Your objective: Update the listing by changing every "instance" to "occurrence" and keeping everything else the same. Leave out the pictures when you write it back.

Recorded data:
───

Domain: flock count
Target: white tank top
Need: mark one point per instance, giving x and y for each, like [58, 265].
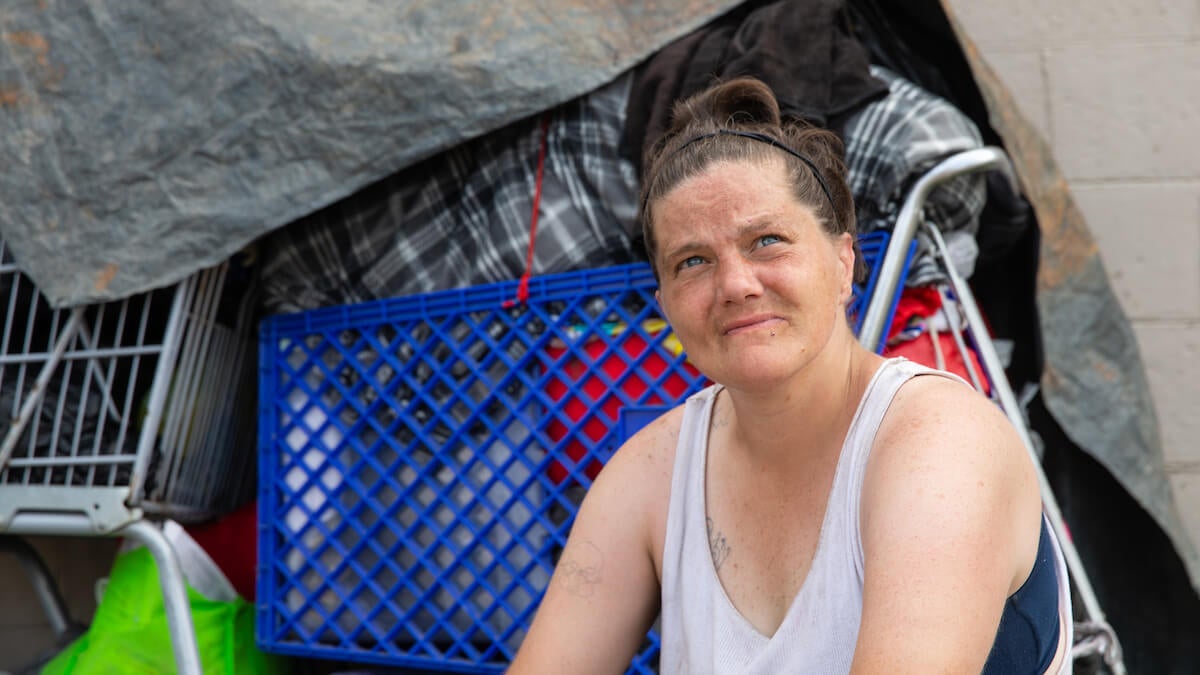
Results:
[702, 632]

───

The result:
Domain: flock count
Target: white tank top
Need: mark one point per occurrence, giving x and y for each, like [58, 265].
Results:
[702, 632]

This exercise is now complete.